# [TASK DESCRIPTION]
Copy word for word, please, the lines of the entries below running from the one containing "outline: **boy's arm**" to the one containing "outline: **boy's forearm**", both ends included.

# [DATASET RECORDS]
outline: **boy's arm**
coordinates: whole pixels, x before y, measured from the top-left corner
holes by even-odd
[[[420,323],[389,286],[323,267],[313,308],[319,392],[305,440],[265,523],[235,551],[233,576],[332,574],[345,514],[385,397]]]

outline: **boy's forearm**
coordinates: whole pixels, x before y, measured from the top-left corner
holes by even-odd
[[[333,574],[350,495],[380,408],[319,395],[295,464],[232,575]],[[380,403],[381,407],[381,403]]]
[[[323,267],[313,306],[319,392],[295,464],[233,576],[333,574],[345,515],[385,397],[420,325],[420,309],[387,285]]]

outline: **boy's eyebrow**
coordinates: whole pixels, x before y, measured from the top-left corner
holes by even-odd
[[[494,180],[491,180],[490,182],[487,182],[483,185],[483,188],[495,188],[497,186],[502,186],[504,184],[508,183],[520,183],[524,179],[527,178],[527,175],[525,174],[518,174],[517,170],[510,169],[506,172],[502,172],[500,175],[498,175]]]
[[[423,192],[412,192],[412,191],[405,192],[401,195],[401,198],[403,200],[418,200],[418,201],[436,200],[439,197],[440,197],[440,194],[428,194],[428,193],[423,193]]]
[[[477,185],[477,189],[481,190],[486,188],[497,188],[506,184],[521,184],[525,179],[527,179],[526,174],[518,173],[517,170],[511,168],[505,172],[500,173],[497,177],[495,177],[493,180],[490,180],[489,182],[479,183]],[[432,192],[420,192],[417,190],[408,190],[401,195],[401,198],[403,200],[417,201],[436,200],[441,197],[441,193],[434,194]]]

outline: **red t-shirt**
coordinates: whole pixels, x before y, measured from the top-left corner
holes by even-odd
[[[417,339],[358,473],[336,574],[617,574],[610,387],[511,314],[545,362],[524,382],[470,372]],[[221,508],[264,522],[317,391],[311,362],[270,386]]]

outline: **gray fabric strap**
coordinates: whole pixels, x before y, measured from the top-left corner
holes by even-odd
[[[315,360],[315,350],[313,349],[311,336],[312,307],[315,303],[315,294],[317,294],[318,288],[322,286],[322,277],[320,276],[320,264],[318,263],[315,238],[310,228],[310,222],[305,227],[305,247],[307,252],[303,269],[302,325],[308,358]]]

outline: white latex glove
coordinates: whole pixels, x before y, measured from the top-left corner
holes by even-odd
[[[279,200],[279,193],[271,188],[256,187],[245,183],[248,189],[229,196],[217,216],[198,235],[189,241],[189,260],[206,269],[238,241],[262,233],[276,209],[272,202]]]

---

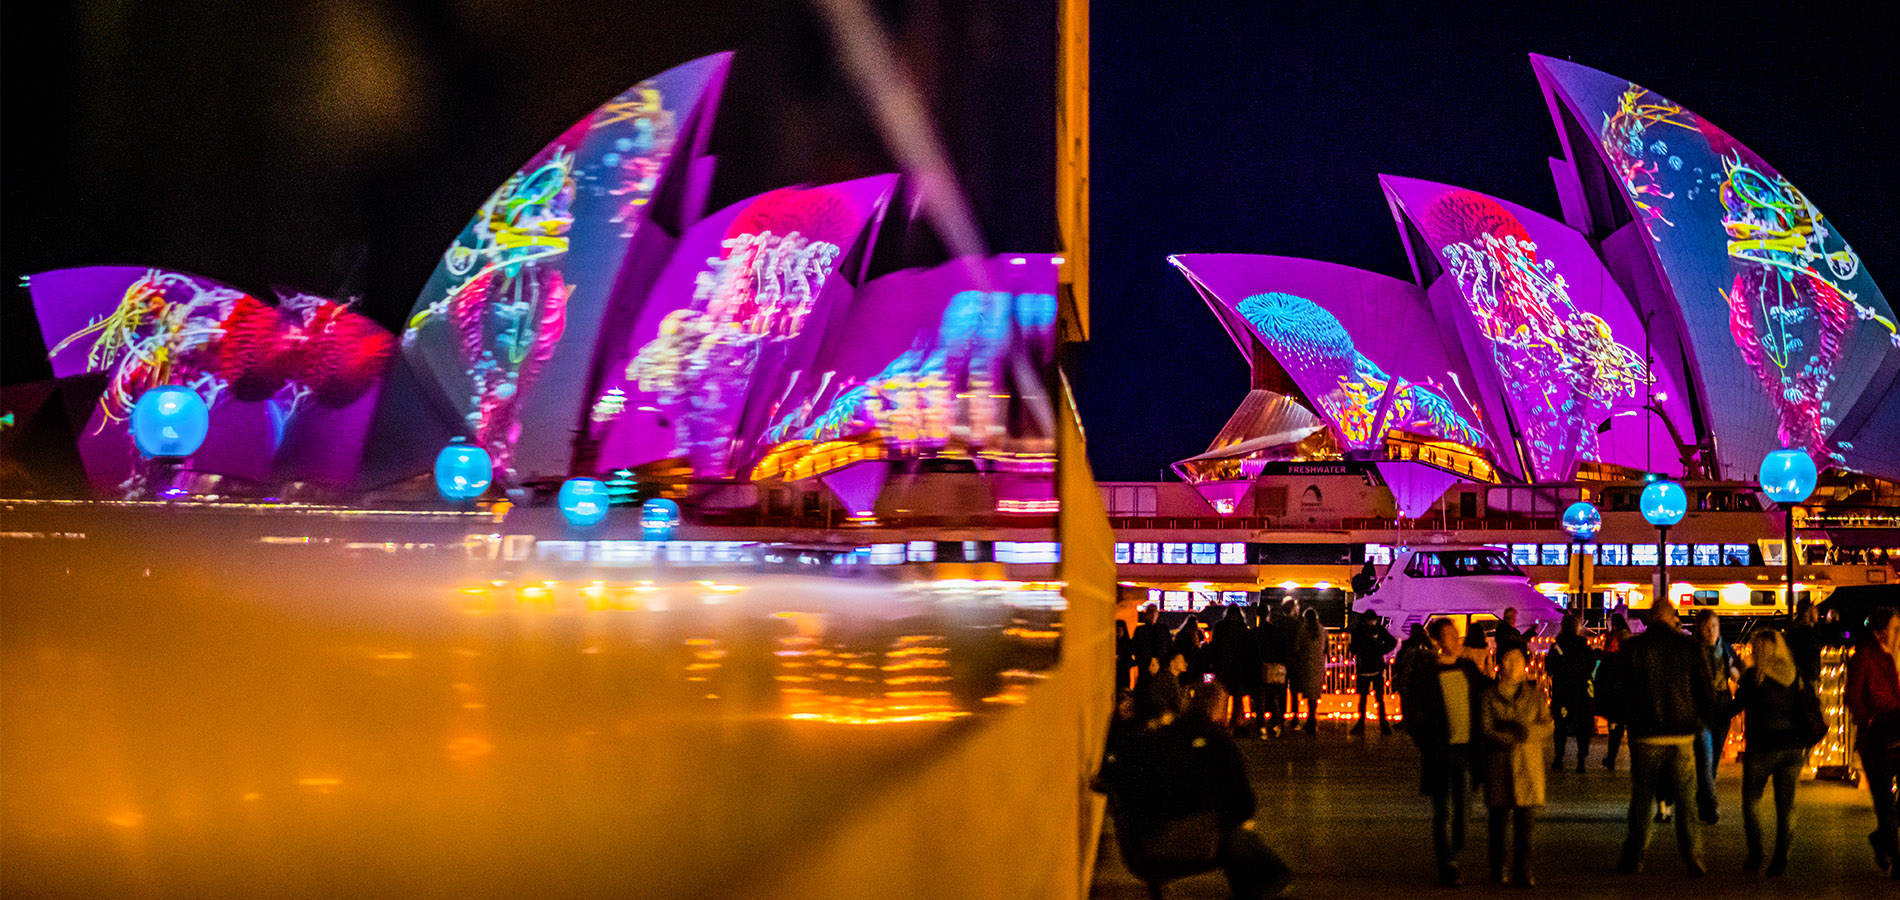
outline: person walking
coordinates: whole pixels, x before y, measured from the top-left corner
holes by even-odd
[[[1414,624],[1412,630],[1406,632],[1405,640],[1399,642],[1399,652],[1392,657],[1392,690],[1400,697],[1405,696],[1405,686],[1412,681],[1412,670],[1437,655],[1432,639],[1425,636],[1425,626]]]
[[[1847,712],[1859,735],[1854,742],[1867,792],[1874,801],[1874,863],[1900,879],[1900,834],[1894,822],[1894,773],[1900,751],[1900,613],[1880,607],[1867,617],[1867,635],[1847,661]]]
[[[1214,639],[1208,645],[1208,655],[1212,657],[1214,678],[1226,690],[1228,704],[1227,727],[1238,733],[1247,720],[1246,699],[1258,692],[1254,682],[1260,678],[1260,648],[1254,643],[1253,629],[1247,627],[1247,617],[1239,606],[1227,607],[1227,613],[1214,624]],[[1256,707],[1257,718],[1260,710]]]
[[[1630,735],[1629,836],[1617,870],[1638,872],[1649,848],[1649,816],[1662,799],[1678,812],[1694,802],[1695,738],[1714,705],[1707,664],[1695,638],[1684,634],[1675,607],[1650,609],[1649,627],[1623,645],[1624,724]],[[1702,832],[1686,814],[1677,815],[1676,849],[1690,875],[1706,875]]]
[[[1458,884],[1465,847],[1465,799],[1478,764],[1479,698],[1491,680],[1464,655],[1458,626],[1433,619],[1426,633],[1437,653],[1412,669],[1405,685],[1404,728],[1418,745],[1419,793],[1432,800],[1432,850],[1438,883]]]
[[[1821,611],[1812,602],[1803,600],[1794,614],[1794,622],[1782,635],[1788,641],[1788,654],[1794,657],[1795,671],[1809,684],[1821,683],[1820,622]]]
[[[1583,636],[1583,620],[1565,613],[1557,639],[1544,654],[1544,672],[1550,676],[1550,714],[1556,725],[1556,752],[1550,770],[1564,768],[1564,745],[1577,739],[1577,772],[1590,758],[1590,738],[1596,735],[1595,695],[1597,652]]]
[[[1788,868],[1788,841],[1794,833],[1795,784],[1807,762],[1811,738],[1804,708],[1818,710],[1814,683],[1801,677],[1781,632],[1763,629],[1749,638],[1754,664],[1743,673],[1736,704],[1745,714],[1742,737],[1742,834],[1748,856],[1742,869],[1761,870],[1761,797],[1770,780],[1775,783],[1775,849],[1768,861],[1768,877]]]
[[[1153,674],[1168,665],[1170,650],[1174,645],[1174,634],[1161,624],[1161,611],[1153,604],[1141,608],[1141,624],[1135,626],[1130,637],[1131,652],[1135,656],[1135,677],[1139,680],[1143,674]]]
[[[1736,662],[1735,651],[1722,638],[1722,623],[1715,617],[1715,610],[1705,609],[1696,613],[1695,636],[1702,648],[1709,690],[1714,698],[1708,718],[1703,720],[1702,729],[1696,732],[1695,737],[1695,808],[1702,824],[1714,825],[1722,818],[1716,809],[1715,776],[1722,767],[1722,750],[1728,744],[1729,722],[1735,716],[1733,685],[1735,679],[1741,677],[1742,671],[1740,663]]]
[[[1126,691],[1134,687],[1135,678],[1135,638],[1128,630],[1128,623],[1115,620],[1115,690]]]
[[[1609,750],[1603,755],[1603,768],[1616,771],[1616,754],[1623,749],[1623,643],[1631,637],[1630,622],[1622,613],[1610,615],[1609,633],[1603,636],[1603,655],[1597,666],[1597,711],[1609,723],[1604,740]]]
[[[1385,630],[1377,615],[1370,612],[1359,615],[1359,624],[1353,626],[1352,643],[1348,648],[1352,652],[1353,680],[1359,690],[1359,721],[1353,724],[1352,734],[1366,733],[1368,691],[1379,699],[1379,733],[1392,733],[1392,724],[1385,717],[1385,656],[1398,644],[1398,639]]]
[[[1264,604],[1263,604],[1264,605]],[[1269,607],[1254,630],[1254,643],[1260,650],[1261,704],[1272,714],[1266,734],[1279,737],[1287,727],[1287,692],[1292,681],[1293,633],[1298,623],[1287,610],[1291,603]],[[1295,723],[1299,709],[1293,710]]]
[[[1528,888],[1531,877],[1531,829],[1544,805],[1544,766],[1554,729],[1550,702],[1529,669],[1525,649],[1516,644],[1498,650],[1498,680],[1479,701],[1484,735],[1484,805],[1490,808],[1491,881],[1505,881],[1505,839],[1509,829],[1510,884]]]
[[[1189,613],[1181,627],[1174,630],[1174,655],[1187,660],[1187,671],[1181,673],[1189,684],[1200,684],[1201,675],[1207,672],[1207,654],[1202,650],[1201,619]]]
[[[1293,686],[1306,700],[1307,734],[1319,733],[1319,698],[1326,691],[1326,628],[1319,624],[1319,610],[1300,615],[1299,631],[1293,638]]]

# [COMPLETED TASK]
outline: **boy's arm**
coordinates: whole pixels, x before y, measured from the top-left corner
holes by even-odd
[[[420,323],[389,286],[323,267],[313,308],[319,392],[305,440],[265,523],[235,551],[233,576],[332,574],[345,514],[385,397]]]

outline: **boy's forearm**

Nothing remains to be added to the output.